Task instructions: Extract exactly the range of lines bounded by the line containing "Where can you spot the swimmer's" and the final line of the listing, both ends included, and no other lines.
┄┄┄┄┄┄┄┄┄┄┄┄┄┄┄┄┄┄┄┄
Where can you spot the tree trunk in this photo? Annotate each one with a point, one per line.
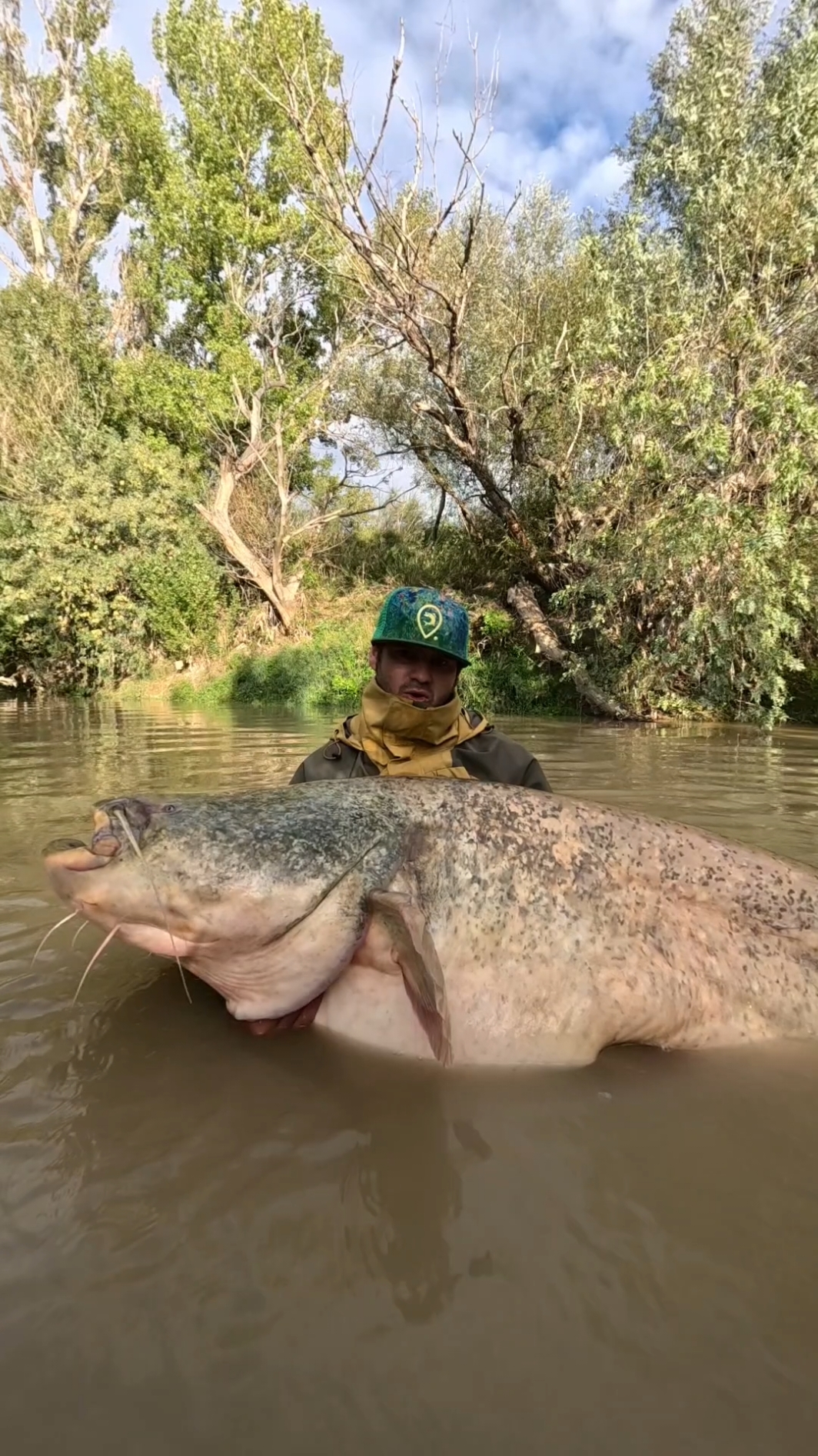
(521, 600)
(278, 593)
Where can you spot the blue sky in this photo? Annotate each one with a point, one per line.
(571, 75)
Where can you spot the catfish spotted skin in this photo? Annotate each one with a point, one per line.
(555, 928)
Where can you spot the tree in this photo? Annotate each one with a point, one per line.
(226, 268)
(81, 130)
(461, 308)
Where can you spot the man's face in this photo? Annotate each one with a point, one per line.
(418, 675)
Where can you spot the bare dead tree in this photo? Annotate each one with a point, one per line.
(391, 246)
(272, 448)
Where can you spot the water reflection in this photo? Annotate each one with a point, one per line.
(304, 1115)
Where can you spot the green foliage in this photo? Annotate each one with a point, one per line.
(79, 605)
(329, 673)
(184, 598)
(640, 391)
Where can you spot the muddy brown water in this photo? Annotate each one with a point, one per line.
(213, 1244)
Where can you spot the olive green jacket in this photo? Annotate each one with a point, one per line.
(490, 758)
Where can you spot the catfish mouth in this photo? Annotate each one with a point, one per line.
(228, 944)
(83, 875)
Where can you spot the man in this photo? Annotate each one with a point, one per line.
(411, 722)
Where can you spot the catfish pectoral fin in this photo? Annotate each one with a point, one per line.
(420, 965)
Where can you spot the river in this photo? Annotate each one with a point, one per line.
(218, 1244)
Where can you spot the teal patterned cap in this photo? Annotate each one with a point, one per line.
(422, 618)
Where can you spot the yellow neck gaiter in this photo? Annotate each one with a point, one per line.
(407, 741)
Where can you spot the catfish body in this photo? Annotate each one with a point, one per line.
(477, 924)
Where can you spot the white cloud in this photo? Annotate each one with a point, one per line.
(571, 76)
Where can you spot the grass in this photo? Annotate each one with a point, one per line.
(328, 671)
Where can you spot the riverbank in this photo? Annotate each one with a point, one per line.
(324, 667)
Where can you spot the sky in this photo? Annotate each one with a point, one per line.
(571, 76)
(571, 73)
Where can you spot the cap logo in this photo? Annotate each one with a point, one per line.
(430, 621)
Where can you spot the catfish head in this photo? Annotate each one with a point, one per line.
(262, 896)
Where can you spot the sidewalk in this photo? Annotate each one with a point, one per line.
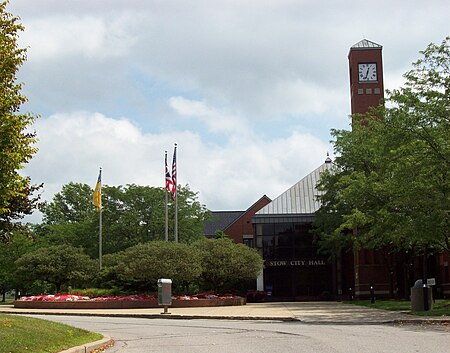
(307, 312)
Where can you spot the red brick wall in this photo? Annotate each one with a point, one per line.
(361, 102)
(244, 224)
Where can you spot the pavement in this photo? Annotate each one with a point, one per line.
(332, 313)
(306, 312)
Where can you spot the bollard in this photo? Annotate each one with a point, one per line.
(372, 294)
(425, 297)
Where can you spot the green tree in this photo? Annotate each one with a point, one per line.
(59, 265)
(10, 251)
(16, 141)
(132, 214)
(226, 264)
(391, 182)
(140, 266)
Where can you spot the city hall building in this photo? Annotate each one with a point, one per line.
(280, 229)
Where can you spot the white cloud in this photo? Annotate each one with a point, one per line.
(217, 121)
(73, 146)
(244, 87)
(86, 36)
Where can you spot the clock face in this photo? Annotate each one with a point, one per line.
(367, 72)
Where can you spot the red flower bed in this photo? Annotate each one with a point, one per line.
(136, 297)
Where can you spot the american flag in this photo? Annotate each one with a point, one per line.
(169, 182)
(174, 172)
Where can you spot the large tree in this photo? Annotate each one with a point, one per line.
(391, 182)
(16, 140)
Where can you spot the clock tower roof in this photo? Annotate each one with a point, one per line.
(365, 44)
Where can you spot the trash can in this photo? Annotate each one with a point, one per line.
(164, 291)
(417, 299)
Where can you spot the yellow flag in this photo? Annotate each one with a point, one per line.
(97, 196)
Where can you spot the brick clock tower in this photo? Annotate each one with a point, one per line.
(366, 75)
(371, 270)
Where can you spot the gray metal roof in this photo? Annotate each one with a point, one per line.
(301, 198)
(220, 220)
(366, 44)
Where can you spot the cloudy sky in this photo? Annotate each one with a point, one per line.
(249, 90)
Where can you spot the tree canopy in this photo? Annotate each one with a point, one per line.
(391, 181)
(132, 214)
(16, 140)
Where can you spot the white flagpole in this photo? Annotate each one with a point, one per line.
(100, 240)
(166, 234)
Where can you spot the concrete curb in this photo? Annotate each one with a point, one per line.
(412, 321)
(106, 341)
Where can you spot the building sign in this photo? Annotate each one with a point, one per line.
(285, 263)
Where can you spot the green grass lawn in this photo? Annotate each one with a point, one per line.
(20, 334)
(440, 307)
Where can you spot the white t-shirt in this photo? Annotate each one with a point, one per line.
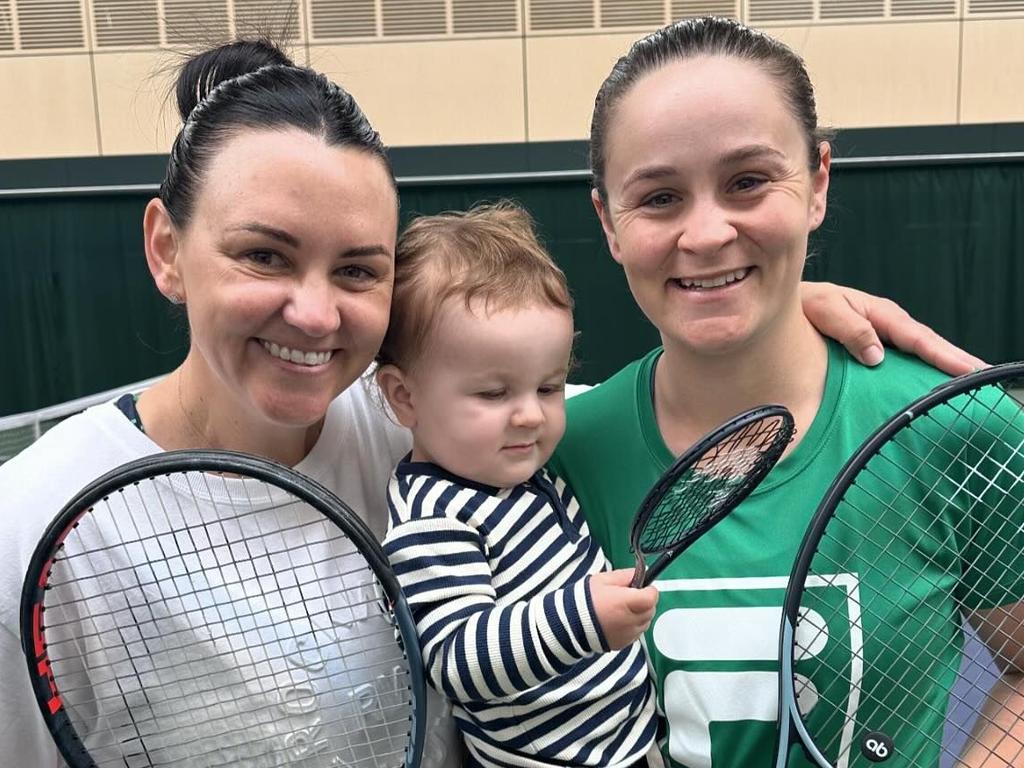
(353, 457)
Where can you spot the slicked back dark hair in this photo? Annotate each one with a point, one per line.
(251, 84)
(709, 36)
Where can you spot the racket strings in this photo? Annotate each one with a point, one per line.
(938, 513)
(148, 682)
(698, 493)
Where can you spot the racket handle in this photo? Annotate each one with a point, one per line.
(638, 573)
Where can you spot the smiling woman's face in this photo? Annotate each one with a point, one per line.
(287, 268)
(710, 201)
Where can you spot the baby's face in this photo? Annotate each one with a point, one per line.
(488, 391)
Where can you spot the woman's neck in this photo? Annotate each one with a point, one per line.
(694, 393)
(179, 413)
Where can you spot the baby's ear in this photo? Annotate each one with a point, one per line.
(398, 394)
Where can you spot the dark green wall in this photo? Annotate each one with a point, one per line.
(79, 313)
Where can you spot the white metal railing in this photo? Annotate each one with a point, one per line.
(20, 430)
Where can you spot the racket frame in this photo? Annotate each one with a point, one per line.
(646, 573)
(212, 461)
(791, 722)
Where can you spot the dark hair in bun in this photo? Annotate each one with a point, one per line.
(252, 84)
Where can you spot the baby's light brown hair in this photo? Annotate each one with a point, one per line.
(488, 254)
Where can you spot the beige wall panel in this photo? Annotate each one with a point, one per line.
(881, 75)
(459, 92)
(993, 71)
(136, 112)
(46, 103)
(562, 76)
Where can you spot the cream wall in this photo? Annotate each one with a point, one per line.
(512, 88)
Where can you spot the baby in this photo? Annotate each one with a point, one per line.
(521, 624)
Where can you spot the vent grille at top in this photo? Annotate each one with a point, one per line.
(646, 13)
(50, 24)
(414, 17)
(687, 8)
(483, 15)
(996, 6)
(339, 18)
(924, 7)
(561, 14)
(278, 18)
(196, 20)
(775, 10)
(125, 23)
(6, 26)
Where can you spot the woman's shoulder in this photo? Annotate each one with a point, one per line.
(610, 395)
(39, 481)
(899, 376)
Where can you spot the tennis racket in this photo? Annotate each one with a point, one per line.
(918, 545)
(209, 608)
(705, 484)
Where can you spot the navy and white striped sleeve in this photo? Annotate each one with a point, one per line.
(474, 649)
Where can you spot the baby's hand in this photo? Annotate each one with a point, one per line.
(623, 610)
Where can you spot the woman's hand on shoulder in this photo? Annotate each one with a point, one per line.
(862, 322)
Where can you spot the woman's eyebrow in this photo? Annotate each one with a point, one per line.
(647, 173)
(363, 251)
(269, 231)
(753, 152)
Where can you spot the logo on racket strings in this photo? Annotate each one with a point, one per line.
(877, 747)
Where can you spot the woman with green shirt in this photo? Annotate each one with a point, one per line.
(710, 173)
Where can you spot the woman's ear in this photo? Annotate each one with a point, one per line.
(605, 217)
(398, 394)
(161, 242)
(819, 186)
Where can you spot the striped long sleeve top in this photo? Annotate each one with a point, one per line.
(498, 582)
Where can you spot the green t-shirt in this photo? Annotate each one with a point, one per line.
(714, 641)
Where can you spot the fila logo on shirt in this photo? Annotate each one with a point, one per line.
(714, 634)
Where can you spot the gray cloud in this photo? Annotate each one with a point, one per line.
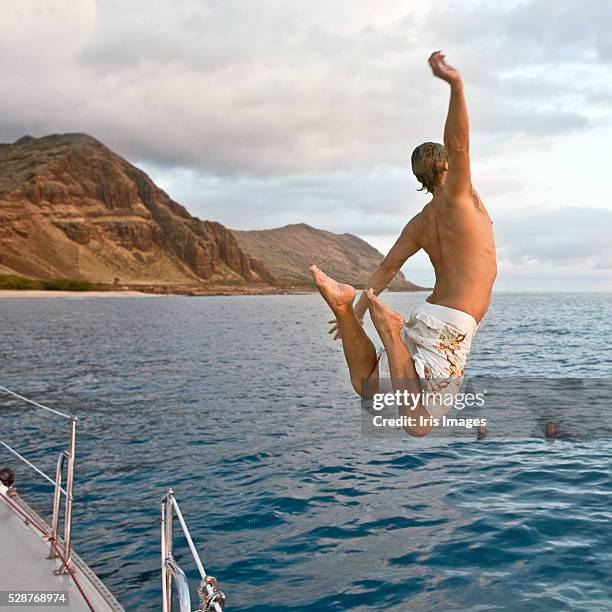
(273, 87)
(259, 114)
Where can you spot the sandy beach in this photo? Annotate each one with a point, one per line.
(40, 294)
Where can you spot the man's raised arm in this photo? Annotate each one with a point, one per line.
(458, 183)
(405, 246)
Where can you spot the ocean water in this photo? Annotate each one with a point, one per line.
(243, 406)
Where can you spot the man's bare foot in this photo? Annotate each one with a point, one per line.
(387, 322)
(338, 296)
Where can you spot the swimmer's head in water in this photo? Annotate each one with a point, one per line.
(429, 164)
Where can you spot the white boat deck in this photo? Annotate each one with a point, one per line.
(24, 565)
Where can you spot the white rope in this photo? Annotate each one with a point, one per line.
(25, 399)
(12, 450)
(194, 552)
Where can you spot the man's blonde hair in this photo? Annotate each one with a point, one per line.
(429, 162)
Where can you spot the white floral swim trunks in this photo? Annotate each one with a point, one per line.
(439, 339)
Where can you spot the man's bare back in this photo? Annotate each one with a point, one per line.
(429, 350)
(458, 238)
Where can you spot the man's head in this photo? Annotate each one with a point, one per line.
(429, 164)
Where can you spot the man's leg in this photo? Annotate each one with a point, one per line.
(403, 374)
(358, 349)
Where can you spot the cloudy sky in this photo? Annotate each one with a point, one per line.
(259, 113)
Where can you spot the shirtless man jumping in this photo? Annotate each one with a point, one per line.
(427, 352)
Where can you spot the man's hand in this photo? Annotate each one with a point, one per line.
(335, 328)
(442, 70)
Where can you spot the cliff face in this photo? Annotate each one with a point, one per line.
(70, 207)
(288, 251)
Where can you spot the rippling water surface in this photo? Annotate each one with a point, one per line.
(243, 406)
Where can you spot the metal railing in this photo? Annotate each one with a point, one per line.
(211, 598)
(66, 457)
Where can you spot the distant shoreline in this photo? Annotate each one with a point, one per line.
(43, 294)
(14, 294)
┄┄┄┄┄┄┄┄┄┄┄┄┄┄┄┄┄┄┄┄
Solution for this problem:
Where can you spot the swimmer's head in water in this photo? Annotate each one with a point, one per line.
(429, 164)
Where can you spot the white boat deck in this photo? Annotate each one with a point, one per line.
(24, 565)
Where can you spot the white rope in this photo? Annotate each one with a point, one per line.
(25, 399)
(12, 450)
(194, 552)
Where can you spot the man's blonde hair in this photo? Annotate each one with a point, one per line.
(429, 162)
Where can you spot the white floral swim trunks in this photo? Annotate each one with a point, one per line.
(439, 339)
Where can you spot the man's bare back in this photo? Annotate each one with a point, one per line.
(429, 350)
(458, 238)
Where can you spot the man's head in this photo? Annotate each one with a point, one per line.
(429, 164)
Where can you spot the man's leg in this photo? Annotate each one with a point, one per line.
(403, 374)
(358, 349)
Where can you spot the cloudy sky in this photo? Annotate each one with a point, one per line.
(259, 113)
Where can you spot the shirtless man jumping in this photo? Annotate each one with a point, one per line.
(427, 352)
Where can you spot the man's hand in this photo? Annotate each one with a point, one per line.
(335, 328)
(442, 70)
Where can you spot the cliff face in this photo? Annotate each one with a point, one per line.
(70, 207)
(288, 251)
Where can you spot the rippling water surface in this photo? Annotate each one with a point, one per line.
(243, 406)
Where can you spot the metal railing in this photo? Annotate each one with a point, one per line.
(211, 598)
(66, 457)
Where can you spot the distant shoreline in this photo? Annotate each one with a point, one per line.
(43, 294)
(14, 294)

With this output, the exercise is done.